▶ Data provided
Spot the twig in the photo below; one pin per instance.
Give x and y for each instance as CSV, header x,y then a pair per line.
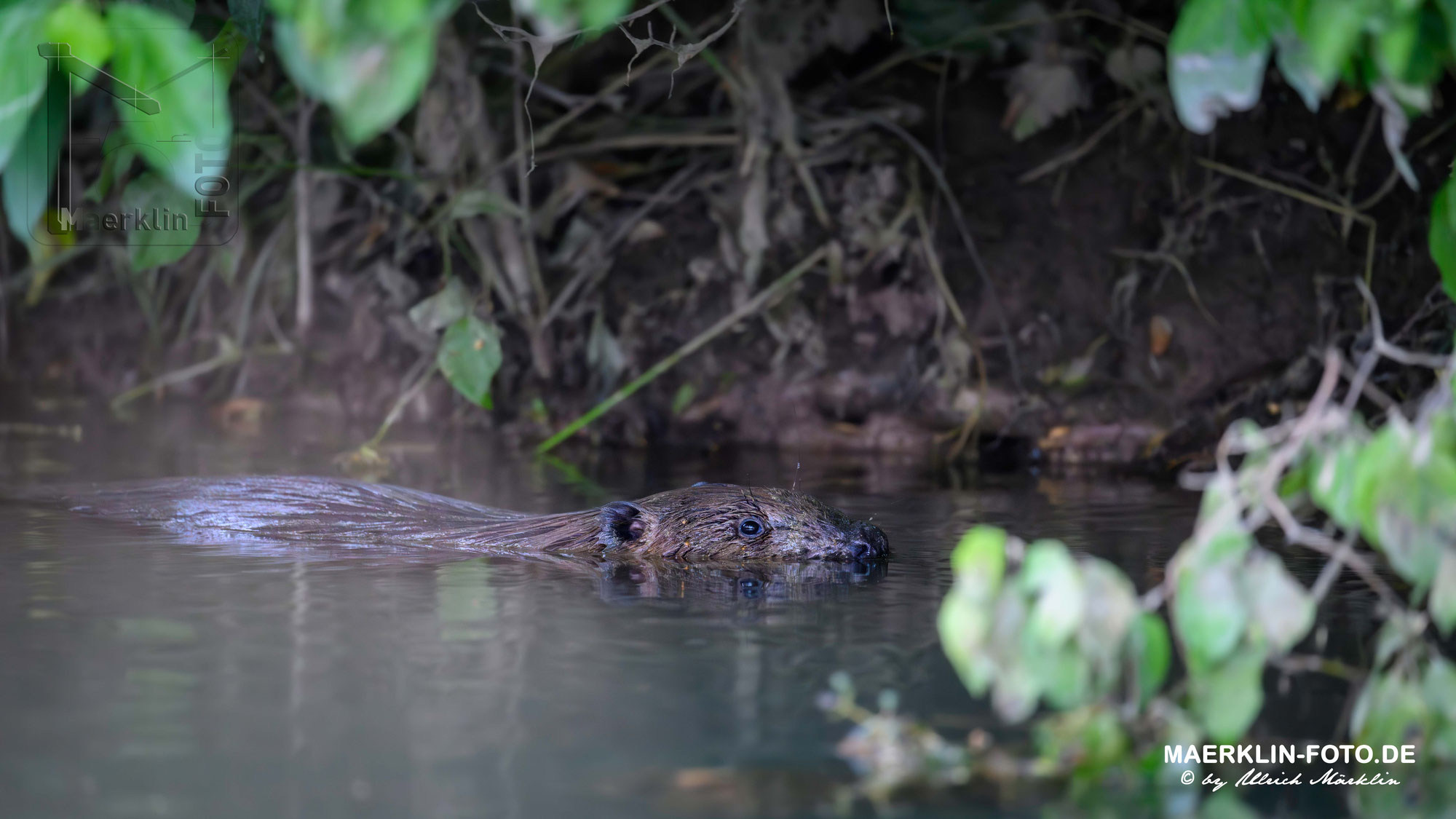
x,y
1174,263
973,419
749,308
911,55
398,408
304,209
1396,173
636,142
1314,663
228,353
1391,350
1315,417
1308,199
586,277
523,194
966,235
1068,158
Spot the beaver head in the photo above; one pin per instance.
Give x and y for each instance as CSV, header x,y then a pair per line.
x,y
729,522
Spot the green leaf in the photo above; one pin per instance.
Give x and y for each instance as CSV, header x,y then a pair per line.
x,y
31,171
1216,60
369,82
190,135
1439,687
1209,614
250,17
1444,593
979,561
470,356
1064,675
1282,608
1398,630
1053,577
1334,481
162,225
1332,30
1390,711
1230,695
1442,237
23,72
1016,692
963,627
79,27
1110,606
180,9
1227,806
1152,653
442,309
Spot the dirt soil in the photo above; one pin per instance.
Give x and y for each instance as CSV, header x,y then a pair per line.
x,y
1150,299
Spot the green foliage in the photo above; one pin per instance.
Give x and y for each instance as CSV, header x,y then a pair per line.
x,y
470,356
368,60
1036,627
173,116
173,237
23,76
1056,628
1396,50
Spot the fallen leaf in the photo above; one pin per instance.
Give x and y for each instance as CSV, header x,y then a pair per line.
x,y
646,231
1160,334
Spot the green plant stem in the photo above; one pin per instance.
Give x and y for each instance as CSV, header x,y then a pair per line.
x,y
749,308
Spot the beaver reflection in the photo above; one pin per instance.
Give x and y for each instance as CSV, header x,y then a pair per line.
x,y
705,522
765,582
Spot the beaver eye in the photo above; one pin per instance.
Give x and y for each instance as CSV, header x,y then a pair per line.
x,y
751,526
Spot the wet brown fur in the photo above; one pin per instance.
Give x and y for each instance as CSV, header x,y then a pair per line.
x,y
701,522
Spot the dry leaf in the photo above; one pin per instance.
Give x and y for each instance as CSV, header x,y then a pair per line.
x,y
1160,334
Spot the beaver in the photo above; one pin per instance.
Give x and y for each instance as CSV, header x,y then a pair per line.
x,y
720,522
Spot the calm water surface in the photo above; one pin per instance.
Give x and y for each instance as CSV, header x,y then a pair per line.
x,y
143,675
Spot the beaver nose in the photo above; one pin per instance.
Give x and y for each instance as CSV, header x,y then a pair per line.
x,y
867,541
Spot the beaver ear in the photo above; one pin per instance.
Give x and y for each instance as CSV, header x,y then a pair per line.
x,y
622,522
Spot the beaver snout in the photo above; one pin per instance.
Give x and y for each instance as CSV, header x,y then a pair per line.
x,y
867,541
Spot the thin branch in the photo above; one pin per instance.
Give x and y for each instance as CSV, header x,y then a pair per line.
x,y
966,235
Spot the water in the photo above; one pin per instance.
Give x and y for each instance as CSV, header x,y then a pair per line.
x,y
142,675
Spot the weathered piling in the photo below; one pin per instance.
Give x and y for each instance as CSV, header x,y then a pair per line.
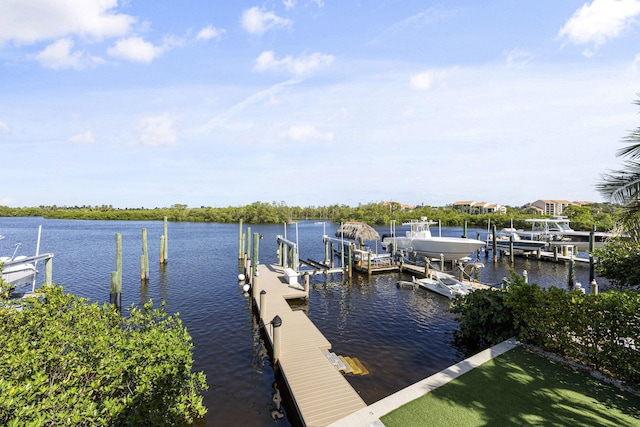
x,y
572,278
165,244
115,296
511,254
240,244
276,323
592,245
263,304
494,244
144,258
162,243
254,256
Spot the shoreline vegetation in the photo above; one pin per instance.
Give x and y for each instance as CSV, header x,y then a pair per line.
x,y
582,217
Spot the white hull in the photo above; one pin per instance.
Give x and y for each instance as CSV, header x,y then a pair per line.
x,y
18,274
444,284
452,248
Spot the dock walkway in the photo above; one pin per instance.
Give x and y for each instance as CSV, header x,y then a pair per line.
x,y
321,393
419,271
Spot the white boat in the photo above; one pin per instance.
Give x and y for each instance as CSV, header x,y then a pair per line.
x,y
443,284
17,271
419,239
556,231
20,270
507,237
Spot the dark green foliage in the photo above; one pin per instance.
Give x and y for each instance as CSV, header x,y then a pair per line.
x,y
486,319
619,261
279,212
600,331
68,362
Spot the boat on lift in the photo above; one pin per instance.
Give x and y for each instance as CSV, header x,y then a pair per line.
x,y
556,231
443,284
420,240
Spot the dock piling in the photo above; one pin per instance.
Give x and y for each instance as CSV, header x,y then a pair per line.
x,y
276,323
306,285
144,258
263,307
115,296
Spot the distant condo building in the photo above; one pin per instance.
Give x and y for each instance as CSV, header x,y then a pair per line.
x,y
473,207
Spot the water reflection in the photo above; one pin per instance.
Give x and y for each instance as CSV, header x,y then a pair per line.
x,y
400,335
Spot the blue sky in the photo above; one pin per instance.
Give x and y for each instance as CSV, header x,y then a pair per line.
x,y
313,102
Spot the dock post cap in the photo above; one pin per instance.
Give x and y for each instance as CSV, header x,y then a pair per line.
x,y
276,322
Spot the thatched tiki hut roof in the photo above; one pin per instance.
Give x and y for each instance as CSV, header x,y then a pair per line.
x,y
357,231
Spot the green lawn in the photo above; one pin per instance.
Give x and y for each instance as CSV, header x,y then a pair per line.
x,y
520,388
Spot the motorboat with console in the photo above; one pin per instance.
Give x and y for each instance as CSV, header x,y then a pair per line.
x,y
419,239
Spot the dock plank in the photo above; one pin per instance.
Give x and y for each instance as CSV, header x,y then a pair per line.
x,y
321,393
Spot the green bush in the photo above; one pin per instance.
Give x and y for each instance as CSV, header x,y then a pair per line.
x,y
485,318
600,331
618,262
68,362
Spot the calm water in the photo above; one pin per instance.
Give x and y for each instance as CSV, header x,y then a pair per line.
x,y
401,336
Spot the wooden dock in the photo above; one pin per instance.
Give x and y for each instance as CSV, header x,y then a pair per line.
x,y
321,393
419,271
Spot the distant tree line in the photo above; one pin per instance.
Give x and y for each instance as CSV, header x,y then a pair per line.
x,y
582,217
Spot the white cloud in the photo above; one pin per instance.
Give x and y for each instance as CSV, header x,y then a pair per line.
x,y
156,130
258,21
302,133
517,57
83,138
297,66
27,22
135,49
636,63
599,21
427,80
59,55
211,32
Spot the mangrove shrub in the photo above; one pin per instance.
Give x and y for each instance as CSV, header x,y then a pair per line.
x,y
67,362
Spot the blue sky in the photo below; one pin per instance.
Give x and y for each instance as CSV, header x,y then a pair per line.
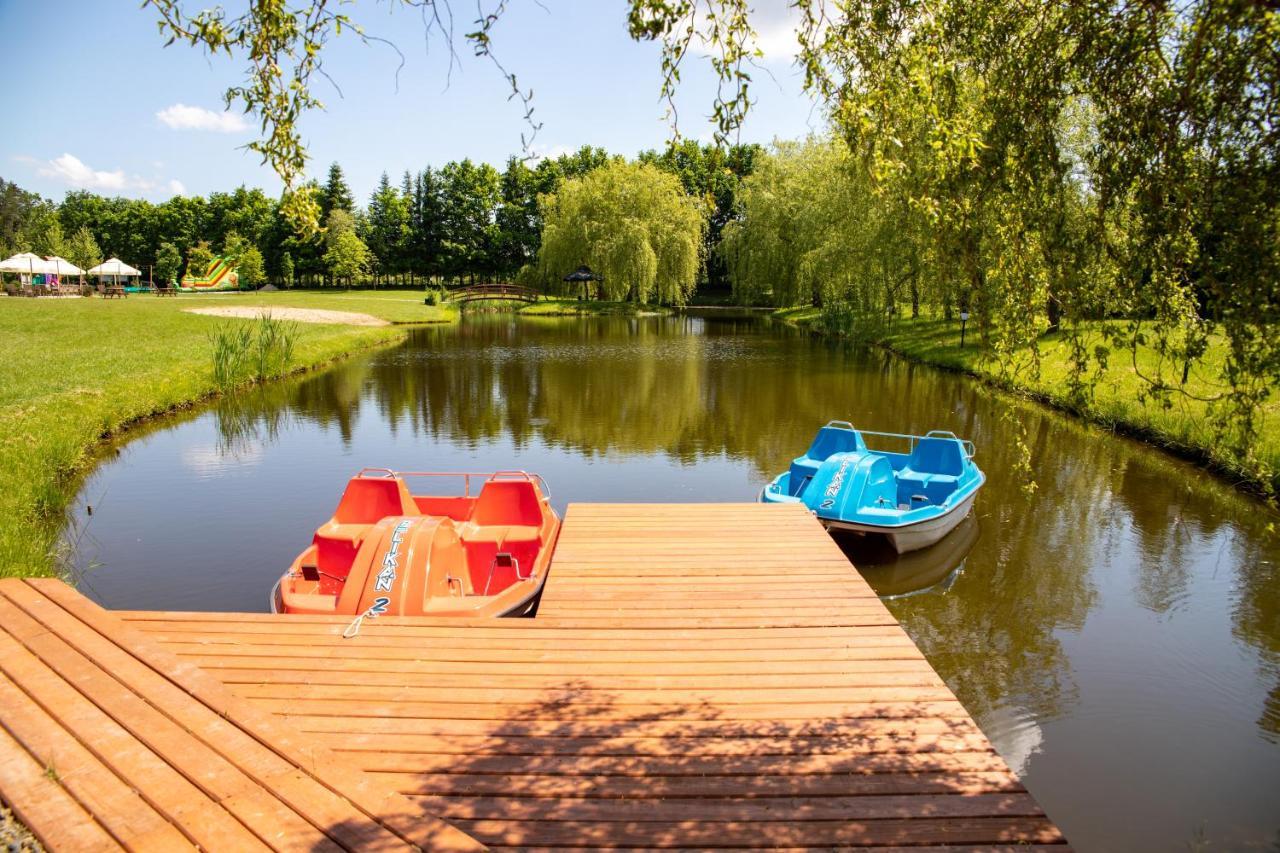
x,y
115,112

▶ Exercise
An exact copy of the entries, minus the pictures, is what to return.

▶ Output of the exercise
Spot the twig in the photo below; one pin per instance.
Give x and y for each instance as CSV, header x,y then a pair per line.
x,y
1174,263
973,419
749,308
911,55
398,408
304,209
1396,173
636,142
1314,663
228,353
1391,350
1315,417
1308,199
586,277
523,194
966,235
1068,158
Spot the beaver head in the photo above; one pin per instance.
Give x and y for each instance as CSV, header x,y then a pair per line.
x,y
729,522
Spot the green leaf in the photo above; one pin per instance.
Give x and y for each instance as CSV, header x,y then a pair per line.
x,y
31,171
1216,60
369,82
190,135
1439,687
1209,614
250,17
1444,593
979,561
470,356
1064,675
1282,608
1398,630
1053,577
1334,481
162,225
1332,30
1390,711
1230,695
1442,237
23,72
1016,692
963,627
79,27
1110,606
180,9
1227,806
1152,653
442,309
Spot the dirt soil in the photo above; one pin per instance.
Give x and y for each instance as CSV, header x,y then a pair per line.
x,y
1150,299
Spot the green foliage in the photo above; one pin per instance.
Give x and y for each instance as CSV, header x,y then a pair per line.
x,y
470,356
368,60
1036,627
173,116
173,237
23,76
1056,628
1396,50
Spot the fallen leaf in the photo above; one pin per instance.
Give x and y for each instance as CSV, header x,y then a pair per line.
x,y
646,231
1160,334
Spot the green plant stem in the photo above; one pin per instance.
Give x and y for each instance as CSV, header x,y then a pair per line.
x,y
749,308
Spot the beaver reflection in the photo above; one pin per instance.
Give x and y for each instance as CSV, header x,y then a pair per line.
x,y
705,522
765,582
Spot the beaver eye in the photo above; one pin per instance.
Give x and y for each instance as CSV, header x,y then a pair per line.
x,y
751,526
Spot the wet brown fur in the photo above; one pin per instance.
Give x and y for each instance as CSV, header x,y then a pair per line.
x,y
701,522
Spot the dry leaf in the photo above; one pin per instance.
Give x and y for each instance as CSV, header x,y then a pair per line.
x,y
1160,334
Spot the beaver in the photo above; one pin per instance.
Give x and y for each instance as CSV, header x,y then a pair per line.
x,y
720,522
Spot the calm water surface in the photo above; one pin per instance.
Give x and y for each instance as CSV, header x,y then a pair per line.
x,y
143,675
Spot the beaver nose in the photo above; one pin per instance.
Give x and y for each instance as CSV, header x,y then a pair per line.
x,y
867,541
Spot the beaver ear in the photo above; one pin per instance.
Give x and y for each instance as CSV, header x,y then a pair per line.
x,y
622,522
Spot the beaver snout in the photo above; one pin per instance.
Give x and y for each instance as CSV, header x,y then a pair per line.
x,y
867,541
Spot the thin branch in the photo above; one pin per instance.
Give x and y for each instance as CSV, header x,y then a pair per line.
x,y
966,235
Spot the water in the photo above; one pin per instance.
Give x and y for each instance as CSV, header x,y then a pair per line.
x,y
142,675
Spot the weathered piling in the photo below; one pin per instance.
Give x and y for each instance as CSV, header x,y then a pair per line.
x,y
572,278
165,244
115,296
511,254
240,244
276,323
592,245
263,304
494,244
144,258
162,243
254,256
Spot the shoreline vegetation in the photo above; one pin per instance.
Give x and y for each instance as CSV, header x,y then a pair per line.
x,y
582,217
Spot the white hull in the photo above; one pin per instance.
Give x and y for each instance as CSV, header x,y then a pair per line.
x,y
18,274
444,284
452,248
Spot the dock walkway in the photo above; one pin per instance.
Give x and y for each instance as CSV, header x,y then a pair per line.
x,y
321,393
419,271
Spot the white boat in the photo above; one pin per instance.
Give x and y for each instance as CSV, header x,y then a pair per line.
x,y
443,284
17,271
419,239
556,231
20,270
507,237
Spot the dark green foliage in the photo above; one pin per instance.
Give x and y for each instance as CSV, header x,y then a pair per line.
x,y
486,319
619,261
279,212
600,331
68,362
Spot the boat on lift in the photo above; one pin per instance.
Give x and y for each instance as CSV, header x,y then a pair per line.
x,y
556,231
443,284
420,240
Spot the dock piling in the photo above; one pin per instance.
Give x and y for each instance as CSV, header x,y then a pair per line.
x,y
276,323
306,285
144,258
263,307
115,296
Spot the distant condo building in the photo above; one pin per instance.
Give x and y for each instance as CSV, header x,y then a pair per line.
x,y
473,207
Spot the water reflection in the photo above; one pin per instance.
Give x and y for each instance as CSV, header x,y then a pair per line.
x,y
400,335
Spot the blue sky in the photo above; one pin per instance.
Give x and y for each instance as CSV, header x,y then a pair per line.
x,y
313,102
Spot the dock post cap in the photo above; one pin per instance.
Give x and y for each instance as CSV, header x,y then a pair per line.
x,y
276,322
Spot the thatched tiki hut roof in the photo above; one pin per instance.
Give x and y for each instance as CSV, header x,y then a pair per line.
x,y
357,231
Spot the green lawn in the photo above; one pin per instance.
Give x and y for each instance as CSV, header x,y then a pair per line.
x,y
520,388
Spot the motorboat with console in the photo above; one pin per instance.
Give x and y for each instance as CSV, header x,y then a pair per line.
x,y
419,239
Spot the dock plank in the photo above; one pin per instance.
Give x and y for each instance as CSV, header x,y then a pair per line.
x,y
321,393
Spot the green bush in the photo above; one pin per instance.
Give x and y for each instance as CSV, header x,y then a pair per line.
x,y
485,318
600,331
618,262
68,362
Spot the calm water in the photo above; one pin per instance.
Give x and y for each instance as CSV, header x,y then a pair per line.
x,y
401,336
Spot the wooden dock in the photo above; one pin per instance.
Give x and y for each instance as CSV, header x,y then a pair per line.
x,y
321,393
419,271
Spot the distant tree line in the photo above; one pin per instance.
Give x and y for each instance as CSV, header x,y then a pair per line.
x,y
582,217
Spot the white cloud in the photo above; one pin per instance.
Give x and y for each instance as CSV, header x,y then a pair per line.
x,y
156,130
258,21
302,133
517,57
83,138
297,66
27,22
135,49
636,63
599,21
427,80
59,55
211,32
Spot the mangrove shrub in the photo above; one pin per instance.
Give x and y for each instance as CSV, header x,y then a pair per line.
x,y
67,362
Spot the blue sky in the photo below; one pin per instance.
Give x and y for each instance as CSV, header x,y then a pair per line.
x,y
115,112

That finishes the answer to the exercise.